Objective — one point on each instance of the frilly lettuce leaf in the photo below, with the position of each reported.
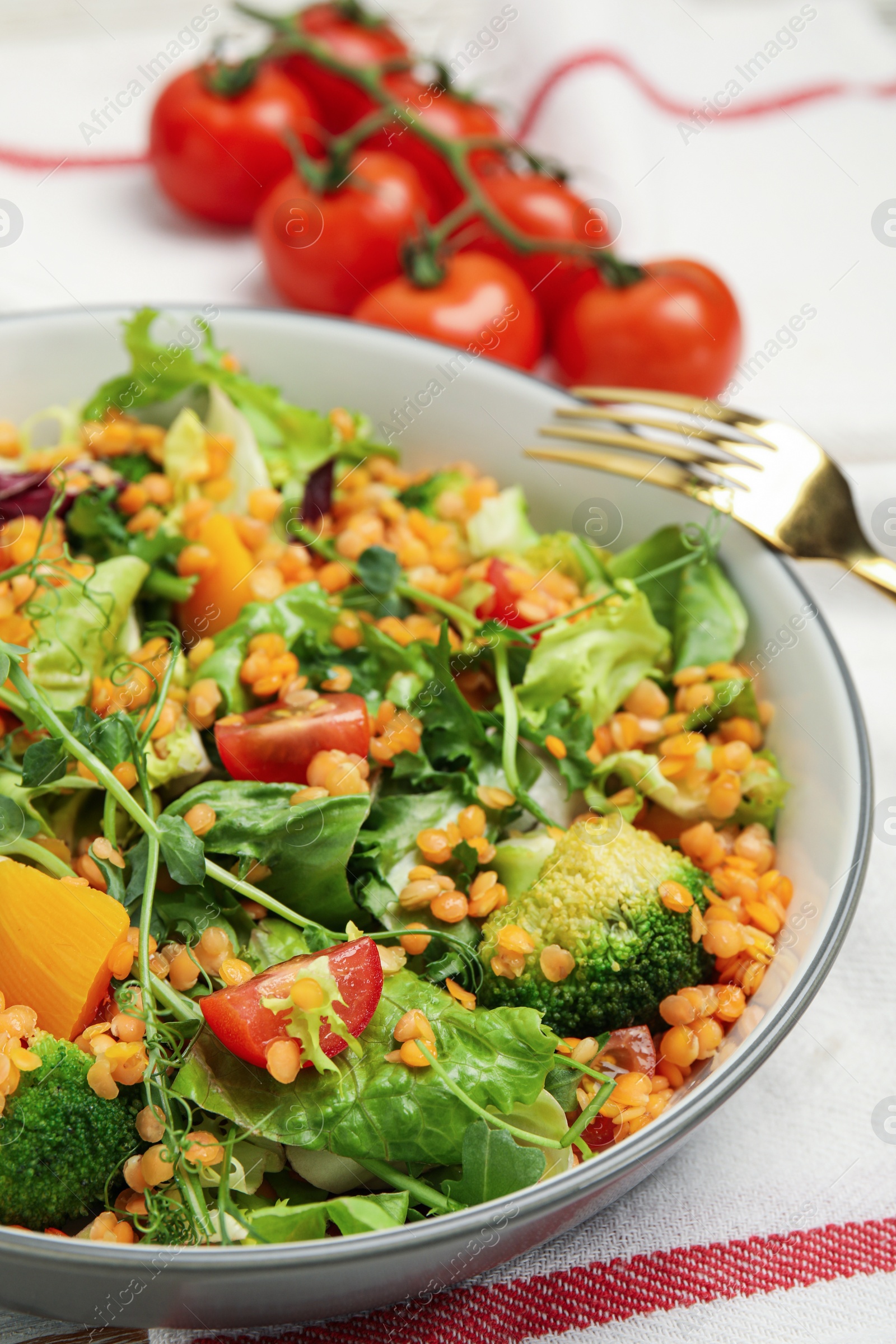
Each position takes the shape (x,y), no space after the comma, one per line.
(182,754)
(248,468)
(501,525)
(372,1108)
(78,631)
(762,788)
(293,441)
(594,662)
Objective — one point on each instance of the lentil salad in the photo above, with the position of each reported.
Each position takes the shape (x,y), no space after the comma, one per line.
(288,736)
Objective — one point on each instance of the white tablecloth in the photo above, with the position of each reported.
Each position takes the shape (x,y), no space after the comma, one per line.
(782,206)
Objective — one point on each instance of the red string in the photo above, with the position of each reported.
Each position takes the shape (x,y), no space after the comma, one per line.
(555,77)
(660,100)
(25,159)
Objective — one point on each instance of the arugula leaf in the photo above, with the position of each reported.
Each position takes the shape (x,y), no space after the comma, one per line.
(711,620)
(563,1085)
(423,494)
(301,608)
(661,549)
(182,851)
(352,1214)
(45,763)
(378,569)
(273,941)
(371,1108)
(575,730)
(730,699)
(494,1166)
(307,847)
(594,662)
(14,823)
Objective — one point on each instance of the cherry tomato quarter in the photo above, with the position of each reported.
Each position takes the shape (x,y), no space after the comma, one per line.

------------------------------------------------------------

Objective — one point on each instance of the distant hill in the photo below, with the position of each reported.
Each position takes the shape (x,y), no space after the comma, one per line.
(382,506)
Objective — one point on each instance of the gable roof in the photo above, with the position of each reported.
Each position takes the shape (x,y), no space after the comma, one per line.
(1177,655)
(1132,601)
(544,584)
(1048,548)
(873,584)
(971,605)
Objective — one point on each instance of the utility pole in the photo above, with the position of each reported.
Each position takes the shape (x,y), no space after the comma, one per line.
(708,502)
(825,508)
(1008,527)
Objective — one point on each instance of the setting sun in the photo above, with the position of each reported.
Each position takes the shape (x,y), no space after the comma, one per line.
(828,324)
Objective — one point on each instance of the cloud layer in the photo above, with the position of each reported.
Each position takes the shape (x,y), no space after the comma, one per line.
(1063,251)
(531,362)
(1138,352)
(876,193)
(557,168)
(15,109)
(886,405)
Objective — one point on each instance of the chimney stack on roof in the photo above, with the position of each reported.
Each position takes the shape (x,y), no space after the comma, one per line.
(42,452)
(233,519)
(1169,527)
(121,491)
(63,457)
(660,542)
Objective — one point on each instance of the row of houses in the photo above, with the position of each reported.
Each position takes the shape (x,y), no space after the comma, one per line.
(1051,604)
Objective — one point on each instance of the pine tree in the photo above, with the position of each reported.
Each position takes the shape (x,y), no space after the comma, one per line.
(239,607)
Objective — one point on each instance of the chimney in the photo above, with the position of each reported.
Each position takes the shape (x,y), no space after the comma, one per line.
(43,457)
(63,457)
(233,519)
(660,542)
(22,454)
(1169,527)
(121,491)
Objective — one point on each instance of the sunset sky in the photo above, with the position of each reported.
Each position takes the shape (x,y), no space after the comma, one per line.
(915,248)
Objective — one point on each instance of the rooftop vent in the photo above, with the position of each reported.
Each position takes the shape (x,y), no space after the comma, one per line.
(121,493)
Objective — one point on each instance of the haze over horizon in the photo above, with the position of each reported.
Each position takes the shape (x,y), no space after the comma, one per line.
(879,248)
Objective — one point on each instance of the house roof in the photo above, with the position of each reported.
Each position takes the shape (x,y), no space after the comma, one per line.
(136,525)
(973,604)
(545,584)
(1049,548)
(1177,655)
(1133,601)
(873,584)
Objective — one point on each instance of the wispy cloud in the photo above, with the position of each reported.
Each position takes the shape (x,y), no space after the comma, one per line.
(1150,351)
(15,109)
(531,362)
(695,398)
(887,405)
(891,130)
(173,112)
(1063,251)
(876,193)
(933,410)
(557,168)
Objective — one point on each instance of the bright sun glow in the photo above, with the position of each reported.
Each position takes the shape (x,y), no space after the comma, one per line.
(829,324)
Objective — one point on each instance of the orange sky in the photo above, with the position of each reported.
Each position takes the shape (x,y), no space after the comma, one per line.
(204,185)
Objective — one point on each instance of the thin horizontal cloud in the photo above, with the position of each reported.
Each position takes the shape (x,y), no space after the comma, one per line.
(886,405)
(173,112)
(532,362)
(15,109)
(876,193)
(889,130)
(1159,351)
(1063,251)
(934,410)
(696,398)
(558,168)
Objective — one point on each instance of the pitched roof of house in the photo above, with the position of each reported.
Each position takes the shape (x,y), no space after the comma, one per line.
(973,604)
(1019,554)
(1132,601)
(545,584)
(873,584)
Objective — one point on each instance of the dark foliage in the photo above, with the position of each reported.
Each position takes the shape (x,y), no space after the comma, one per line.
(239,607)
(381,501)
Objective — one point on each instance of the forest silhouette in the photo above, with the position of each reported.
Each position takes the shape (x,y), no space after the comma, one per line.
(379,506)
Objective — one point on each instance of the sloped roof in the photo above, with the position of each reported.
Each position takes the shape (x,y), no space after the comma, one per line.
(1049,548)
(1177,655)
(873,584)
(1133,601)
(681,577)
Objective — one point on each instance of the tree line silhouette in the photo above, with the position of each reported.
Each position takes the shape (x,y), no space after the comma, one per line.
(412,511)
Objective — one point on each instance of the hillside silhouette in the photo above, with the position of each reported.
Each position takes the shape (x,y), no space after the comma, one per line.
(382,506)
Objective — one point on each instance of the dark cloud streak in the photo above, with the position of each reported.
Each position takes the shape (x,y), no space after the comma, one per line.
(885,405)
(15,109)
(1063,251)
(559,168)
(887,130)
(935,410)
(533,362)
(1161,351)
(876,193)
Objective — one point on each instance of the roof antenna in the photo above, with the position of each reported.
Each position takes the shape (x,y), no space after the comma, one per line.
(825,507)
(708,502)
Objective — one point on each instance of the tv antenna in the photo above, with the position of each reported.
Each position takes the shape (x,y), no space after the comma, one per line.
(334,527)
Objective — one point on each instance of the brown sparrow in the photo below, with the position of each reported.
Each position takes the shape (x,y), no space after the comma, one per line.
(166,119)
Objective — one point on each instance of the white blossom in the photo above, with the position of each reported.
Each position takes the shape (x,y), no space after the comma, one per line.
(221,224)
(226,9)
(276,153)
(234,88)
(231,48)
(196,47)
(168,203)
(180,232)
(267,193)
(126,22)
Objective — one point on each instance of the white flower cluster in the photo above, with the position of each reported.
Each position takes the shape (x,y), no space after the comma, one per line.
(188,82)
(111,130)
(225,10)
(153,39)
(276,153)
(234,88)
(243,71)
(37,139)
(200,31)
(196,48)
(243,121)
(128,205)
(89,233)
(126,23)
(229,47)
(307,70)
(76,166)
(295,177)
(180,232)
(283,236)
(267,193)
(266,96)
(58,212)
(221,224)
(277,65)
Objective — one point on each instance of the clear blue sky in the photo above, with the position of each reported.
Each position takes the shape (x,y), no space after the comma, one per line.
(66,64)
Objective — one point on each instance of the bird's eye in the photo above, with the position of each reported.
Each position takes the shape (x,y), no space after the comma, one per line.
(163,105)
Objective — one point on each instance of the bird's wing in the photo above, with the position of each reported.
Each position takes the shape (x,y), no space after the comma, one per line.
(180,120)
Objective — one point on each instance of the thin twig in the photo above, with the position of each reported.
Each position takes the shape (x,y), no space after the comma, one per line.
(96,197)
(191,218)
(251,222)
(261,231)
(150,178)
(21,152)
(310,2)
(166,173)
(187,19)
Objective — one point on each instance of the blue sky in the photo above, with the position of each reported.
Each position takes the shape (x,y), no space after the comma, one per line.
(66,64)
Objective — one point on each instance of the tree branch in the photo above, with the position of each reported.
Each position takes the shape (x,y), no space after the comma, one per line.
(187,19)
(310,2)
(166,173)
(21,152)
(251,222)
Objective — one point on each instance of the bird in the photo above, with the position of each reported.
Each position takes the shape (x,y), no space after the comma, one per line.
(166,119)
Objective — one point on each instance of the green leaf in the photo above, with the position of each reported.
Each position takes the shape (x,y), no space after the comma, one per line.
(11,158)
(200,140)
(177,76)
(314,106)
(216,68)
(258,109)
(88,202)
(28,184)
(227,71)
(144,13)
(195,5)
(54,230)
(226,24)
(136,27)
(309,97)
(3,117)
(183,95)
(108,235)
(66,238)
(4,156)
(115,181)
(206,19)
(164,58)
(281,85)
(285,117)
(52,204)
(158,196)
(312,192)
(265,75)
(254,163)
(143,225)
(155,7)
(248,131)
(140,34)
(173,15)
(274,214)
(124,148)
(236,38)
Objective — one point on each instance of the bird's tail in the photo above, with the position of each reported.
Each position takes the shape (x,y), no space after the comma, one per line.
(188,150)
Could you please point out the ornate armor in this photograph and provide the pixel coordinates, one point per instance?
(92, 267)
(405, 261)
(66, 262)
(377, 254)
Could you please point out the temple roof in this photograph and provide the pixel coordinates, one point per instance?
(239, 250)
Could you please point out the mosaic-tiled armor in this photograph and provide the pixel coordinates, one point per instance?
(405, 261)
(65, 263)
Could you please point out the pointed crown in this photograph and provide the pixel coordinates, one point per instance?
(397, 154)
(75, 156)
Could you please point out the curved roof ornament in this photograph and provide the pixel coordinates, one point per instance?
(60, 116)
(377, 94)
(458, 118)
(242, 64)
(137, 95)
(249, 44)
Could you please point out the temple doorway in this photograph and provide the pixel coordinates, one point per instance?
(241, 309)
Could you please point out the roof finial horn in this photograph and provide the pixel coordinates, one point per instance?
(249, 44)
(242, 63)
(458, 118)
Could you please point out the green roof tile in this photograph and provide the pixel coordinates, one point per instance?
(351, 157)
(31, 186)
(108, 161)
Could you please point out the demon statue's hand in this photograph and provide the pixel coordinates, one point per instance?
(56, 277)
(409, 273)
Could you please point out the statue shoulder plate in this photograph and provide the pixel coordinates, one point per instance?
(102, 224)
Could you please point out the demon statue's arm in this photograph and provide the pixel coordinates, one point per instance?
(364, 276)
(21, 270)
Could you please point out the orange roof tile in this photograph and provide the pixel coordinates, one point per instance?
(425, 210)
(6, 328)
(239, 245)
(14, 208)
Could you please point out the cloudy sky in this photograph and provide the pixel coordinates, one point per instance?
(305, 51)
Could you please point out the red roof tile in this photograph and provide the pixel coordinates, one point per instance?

------------------------------------------------------------

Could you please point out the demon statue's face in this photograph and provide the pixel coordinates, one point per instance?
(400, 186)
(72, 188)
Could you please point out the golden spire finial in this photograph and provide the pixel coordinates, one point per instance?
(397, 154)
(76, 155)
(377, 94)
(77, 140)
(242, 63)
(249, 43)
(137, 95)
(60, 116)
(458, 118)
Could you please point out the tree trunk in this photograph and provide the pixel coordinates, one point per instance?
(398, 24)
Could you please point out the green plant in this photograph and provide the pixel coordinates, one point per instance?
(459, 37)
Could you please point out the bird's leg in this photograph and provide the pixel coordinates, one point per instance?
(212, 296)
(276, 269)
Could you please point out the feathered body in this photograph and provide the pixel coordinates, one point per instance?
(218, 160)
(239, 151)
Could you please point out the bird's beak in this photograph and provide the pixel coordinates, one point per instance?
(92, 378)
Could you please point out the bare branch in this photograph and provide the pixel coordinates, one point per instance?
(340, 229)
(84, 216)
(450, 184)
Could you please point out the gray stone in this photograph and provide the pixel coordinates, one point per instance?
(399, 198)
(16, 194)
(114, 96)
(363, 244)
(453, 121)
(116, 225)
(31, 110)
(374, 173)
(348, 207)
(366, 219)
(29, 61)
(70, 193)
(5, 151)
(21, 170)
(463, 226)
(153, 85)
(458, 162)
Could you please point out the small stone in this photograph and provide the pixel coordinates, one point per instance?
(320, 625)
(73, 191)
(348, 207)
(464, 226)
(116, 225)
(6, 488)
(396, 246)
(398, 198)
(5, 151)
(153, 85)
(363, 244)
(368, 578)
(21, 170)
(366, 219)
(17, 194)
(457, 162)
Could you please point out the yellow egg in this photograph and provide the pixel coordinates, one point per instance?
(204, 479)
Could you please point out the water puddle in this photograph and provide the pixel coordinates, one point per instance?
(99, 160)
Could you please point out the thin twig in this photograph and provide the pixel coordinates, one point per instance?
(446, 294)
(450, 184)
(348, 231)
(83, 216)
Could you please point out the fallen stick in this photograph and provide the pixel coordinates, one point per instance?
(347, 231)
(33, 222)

------------------------------------------------------------

Every line that contains the string "leaf" should be returned from the data.

Objective — one point on each instance of the frilly lettuce leaf in the photo below, with the position of each reported.
Objective — one point on each instance of the arugula leaf in the photo above, with the position of each reported.
Objective — one point on each instance of the green leaf in the photo above, with the position of each reported.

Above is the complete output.